Exercise description
Please answer from the text on the history of abortion in America below: until when did leaders leave abortion unbanned in America?

Page text

* * *

These days, restrictions on abortion are being passed so often that it can be easy to forget abortion has been legal for much of American history.
Abortion: Solidly Rooted in America’s History
Leaders didn’t outlaw abortion in America until the mid-1800s. From colonial days until those first laws, abortion was a regular part of life for women. Common law allowed abortion prior to “quickening” — an archaic term for fetal movement that usually happens after around four months of pregnancy.
Medical literature and newspapers in the late 1700s and early 1800s regularly referred to herbs and medications as abortion-inducing methods, since surgical procedures were rare. Reproductive care including abortion was unregulated in those days; it was provided by skilled midwives, nurses, and other unlicensed women’s health care providers. Midwives were trusted, legitimate medical professionals who provided essential reproductive health care.
Prior to the Civil War, white men were not generally involved in the kind of gynecological or obstetric, or OB/GYN, practices we know today. Half of the women who provided reproductive care were Black women, some of whom were enslaved; midwives also included Indigenous and white women, according to an essay by Michele Goodwin, a law professor at the University of California-Irvine.

* * *

Dataset entries
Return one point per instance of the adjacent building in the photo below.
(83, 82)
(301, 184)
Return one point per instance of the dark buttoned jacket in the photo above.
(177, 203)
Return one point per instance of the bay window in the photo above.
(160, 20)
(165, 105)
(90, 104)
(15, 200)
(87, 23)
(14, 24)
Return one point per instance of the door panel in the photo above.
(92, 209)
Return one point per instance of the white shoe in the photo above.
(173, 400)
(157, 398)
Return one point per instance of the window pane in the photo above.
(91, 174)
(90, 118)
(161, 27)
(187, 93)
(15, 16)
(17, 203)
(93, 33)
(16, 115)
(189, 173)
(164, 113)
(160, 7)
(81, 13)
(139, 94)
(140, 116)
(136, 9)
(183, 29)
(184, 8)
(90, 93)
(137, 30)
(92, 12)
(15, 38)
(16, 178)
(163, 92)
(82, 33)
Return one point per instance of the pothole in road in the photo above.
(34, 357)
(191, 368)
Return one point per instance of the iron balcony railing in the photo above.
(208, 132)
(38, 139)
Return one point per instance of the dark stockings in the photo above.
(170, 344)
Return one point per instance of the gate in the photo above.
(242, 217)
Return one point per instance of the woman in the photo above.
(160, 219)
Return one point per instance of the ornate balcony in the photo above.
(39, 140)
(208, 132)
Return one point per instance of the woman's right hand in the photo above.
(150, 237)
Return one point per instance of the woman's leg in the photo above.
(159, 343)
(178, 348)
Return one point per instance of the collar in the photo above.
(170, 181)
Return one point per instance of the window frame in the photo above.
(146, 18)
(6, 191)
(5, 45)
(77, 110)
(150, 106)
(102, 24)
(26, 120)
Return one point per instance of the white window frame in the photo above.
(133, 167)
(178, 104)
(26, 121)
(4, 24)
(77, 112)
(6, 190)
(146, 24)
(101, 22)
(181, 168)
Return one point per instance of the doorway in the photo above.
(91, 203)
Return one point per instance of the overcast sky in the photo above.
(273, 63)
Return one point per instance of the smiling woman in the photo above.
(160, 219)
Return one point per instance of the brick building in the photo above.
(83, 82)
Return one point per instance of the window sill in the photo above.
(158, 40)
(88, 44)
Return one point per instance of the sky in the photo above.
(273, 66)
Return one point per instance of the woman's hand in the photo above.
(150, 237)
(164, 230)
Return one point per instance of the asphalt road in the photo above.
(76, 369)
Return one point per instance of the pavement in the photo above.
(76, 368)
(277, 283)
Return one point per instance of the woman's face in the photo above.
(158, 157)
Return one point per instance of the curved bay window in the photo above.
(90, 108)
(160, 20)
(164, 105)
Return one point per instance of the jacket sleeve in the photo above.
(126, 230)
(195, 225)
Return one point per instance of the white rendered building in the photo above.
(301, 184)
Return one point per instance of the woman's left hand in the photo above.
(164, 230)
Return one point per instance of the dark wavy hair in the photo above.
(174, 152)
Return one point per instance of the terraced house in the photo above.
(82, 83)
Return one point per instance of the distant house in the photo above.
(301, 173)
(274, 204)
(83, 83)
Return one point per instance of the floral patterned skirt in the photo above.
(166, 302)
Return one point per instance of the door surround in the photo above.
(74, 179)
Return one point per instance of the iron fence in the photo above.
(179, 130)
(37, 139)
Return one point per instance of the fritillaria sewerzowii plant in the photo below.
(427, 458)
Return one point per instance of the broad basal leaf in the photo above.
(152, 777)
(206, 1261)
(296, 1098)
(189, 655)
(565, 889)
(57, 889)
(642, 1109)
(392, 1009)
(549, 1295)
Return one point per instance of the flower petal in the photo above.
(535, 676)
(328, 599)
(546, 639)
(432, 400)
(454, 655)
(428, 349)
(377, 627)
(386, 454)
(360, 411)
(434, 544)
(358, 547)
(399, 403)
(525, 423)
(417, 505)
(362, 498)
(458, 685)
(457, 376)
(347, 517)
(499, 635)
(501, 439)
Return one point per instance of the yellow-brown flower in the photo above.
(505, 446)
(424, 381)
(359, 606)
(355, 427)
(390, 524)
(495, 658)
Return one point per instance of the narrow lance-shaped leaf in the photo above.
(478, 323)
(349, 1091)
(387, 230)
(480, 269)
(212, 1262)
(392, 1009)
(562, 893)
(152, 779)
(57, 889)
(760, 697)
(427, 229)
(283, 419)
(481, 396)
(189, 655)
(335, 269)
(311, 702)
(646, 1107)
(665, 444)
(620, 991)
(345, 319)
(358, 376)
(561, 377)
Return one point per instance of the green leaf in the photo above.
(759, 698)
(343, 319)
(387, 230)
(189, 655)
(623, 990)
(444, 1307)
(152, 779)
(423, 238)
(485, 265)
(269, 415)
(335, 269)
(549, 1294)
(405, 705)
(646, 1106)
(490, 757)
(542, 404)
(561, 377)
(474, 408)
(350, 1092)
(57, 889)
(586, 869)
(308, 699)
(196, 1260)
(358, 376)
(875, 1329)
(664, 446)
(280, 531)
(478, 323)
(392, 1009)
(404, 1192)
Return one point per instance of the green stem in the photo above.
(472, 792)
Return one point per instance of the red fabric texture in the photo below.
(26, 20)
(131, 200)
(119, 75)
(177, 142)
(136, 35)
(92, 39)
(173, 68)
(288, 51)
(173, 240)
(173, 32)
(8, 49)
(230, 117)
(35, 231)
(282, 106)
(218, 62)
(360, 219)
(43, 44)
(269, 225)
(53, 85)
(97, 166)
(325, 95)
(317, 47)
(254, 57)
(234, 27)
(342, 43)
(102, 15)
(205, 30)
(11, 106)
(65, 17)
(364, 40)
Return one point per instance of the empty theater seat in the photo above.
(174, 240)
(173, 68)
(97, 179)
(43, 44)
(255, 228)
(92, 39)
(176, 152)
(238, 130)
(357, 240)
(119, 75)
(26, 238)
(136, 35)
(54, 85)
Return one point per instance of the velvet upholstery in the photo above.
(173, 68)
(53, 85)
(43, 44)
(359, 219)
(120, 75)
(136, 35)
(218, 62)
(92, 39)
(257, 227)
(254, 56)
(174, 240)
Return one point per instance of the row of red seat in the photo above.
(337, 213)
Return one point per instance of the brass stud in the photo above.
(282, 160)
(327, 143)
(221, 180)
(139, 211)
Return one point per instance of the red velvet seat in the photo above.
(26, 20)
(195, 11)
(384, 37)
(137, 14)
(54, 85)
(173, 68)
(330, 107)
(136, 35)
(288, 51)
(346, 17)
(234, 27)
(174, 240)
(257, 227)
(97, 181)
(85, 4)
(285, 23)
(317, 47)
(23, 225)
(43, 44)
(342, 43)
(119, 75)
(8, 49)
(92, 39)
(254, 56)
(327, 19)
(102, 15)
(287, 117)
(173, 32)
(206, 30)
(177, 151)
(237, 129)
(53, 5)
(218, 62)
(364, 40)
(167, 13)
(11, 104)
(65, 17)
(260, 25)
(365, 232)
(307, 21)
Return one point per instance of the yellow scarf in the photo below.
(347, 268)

* * *

Reply to the task
Until the mid-1800s.